Problem to solve: Set out exactly, and with nothing added, the line containing "of the wooden" and every line after it through the final line of the data.

Data listing:
::::::

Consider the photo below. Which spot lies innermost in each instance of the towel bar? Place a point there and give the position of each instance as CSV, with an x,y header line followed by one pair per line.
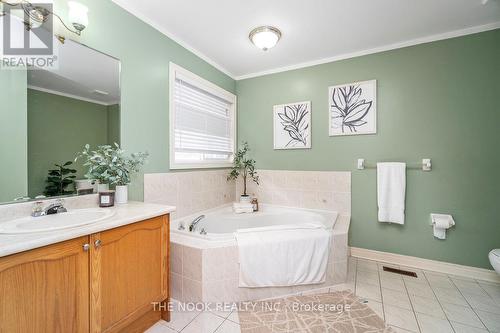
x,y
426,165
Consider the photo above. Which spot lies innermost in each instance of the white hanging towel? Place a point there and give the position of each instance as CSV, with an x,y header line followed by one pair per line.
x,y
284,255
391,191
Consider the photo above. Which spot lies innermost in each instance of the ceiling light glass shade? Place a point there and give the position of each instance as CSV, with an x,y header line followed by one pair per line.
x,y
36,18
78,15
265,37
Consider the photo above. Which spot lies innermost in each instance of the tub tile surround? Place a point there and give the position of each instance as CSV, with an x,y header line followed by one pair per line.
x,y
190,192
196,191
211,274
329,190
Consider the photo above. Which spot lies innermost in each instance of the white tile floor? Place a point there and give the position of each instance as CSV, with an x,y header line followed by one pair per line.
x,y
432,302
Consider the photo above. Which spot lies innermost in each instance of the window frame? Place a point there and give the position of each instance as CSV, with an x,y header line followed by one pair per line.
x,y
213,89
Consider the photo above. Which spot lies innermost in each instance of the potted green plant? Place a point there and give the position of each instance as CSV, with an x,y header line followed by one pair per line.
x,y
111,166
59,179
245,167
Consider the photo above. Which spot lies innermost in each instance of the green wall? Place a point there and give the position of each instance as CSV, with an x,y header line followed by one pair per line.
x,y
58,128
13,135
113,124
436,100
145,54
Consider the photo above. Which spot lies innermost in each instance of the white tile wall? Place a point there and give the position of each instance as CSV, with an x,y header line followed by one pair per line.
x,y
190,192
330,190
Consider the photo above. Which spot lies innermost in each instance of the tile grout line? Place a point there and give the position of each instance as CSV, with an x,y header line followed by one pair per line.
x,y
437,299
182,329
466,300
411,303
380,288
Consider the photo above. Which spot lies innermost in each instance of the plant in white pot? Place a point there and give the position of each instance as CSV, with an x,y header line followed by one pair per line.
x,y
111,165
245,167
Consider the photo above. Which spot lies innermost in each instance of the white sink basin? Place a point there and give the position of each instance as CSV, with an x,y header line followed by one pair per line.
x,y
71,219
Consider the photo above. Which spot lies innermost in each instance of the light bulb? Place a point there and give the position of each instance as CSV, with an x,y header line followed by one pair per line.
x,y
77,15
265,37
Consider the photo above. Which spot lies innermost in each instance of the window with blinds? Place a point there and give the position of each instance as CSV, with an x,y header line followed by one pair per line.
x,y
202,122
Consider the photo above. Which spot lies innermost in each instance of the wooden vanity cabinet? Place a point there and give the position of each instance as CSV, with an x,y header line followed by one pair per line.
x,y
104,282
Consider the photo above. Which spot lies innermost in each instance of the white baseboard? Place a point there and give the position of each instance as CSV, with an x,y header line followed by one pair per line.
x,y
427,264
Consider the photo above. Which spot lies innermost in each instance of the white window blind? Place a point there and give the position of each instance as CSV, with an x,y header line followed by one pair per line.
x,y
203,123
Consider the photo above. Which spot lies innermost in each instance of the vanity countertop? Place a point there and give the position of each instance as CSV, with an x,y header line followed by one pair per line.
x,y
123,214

::::::

Written response:
Consider the photo above. Which spot lies innermost in each instance of the wooden vanity cabinet? Place a point there and give the position of each instance as CSV, with an x,y header line followed by one pair per line.
x,y
104,282
Consider the photo above. Which spot lies innermost in each instance of the white baseboard? Place a point there and give the position of each instance as CSV, with an x,y header line followed by one pair per line.
x,y
427,264
Consider the photo above. Which spot lies innermost in each instance of the white window blind? Place a point there and give the position of each instance as CSV, with an x,y header line followed by one pair per line.
x,y
203,123
Consider the photo above. Which spot lies innermost in each instance of the vanity countertop? Place a point there and give the position of each instance as CSV, with an x,y header line followed by one pair per line.
x,y
123,214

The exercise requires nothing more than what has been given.